What to do ::
Every record below needs to be retyped exactly as it appears.

Data for review ::
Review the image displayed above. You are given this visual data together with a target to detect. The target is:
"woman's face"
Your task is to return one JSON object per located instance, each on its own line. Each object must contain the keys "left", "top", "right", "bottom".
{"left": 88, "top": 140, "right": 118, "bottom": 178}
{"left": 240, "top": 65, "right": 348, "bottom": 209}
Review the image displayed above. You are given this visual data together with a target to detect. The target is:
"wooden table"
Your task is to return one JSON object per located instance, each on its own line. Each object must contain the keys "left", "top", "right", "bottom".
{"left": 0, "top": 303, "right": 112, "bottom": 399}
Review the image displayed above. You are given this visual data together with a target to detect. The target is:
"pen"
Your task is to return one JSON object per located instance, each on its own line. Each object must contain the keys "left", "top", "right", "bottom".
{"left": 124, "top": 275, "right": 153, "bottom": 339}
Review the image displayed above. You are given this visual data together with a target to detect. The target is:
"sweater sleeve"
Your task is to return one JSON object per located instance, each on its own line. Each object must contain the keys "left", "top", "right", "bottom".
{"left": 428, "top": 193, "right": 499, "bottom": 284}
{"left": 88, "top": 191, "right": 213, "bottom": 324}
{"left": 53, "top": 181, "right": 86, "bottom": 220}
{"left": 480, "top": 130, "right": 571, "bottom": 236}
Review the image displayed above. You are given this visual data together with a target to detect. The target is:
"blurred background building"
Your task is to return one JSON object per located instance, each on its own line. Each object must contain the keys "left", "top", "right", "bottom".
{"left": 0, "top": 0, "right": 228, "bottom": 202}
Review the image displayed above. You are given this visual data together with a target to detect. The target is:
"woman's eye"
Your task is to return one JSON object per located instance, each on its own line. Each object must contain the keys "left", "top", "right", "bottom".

Solution for this problem ::
Review the image displayed above. You are given this visual data together with a target to detect. The target is:
"woman's face"
Your task is to return one JSON object per located instance, each on its own line. Each object must contain the keys "left", "top", "right", "bottom".
{"left": 88, "top": 140, "right": 118, "bottom": 178}
{"left": 240, "top": 65, "right": 348, "bottom": 209}
Review the image displayed above. You are given this visual data together with a target to detect. The target is:
"wooden table"
Your task is to return one JSON object per located instance, each on its own line. Each object must contain the keys "left", "top", "right", "bottom".
{"left": 0, "top": 303, "right": 112, "bottom": 399}
Review the image displayed above. You are given this visual data together with a target to detect. The target is:
"pen"
Your task is to return one JSON object per located instance, each on its own line. Each object must contain the keys "left", "top", "right", "bottom".
{"left": 124, "top": 275, "right": 153, "bottom": 339}
Review the image displayed above. You are given this visual data together with a target to detect. The target is:
"sweater sleeve"
Your task is to return one JSON object per located instance, each on its own line. Each object must contain the keys "left", "top", "right", "bottom".
{"left": 428, "top": 193, "right": 499, "bottom": 284}
{"left": 88, "top": 191, "right": 213, "bottom": 324}
{"left": 53, "top": 181, "right": 86, "bottom": 220}
{"left": 480, "top": 130, "right": 571, "bottom": 236}
Review the image displayed above. You are given this visual data together with a target to detect. The target is:
"blurred background building"
Your task is to return one JSON object per located instance, each on its own line. Each object must contain the keys "left", "top", "right", "bottom".
{"left": 0, "top": 0, "right": 228, "bottom": 202}
Review the image displayed above. You are given this visual data together with a target to detect. The target is:
"woman's eye"
Your task is to return one JSON object per located instance, each on its own line. Each object must contain the keys "left", "top", "right", "bottom".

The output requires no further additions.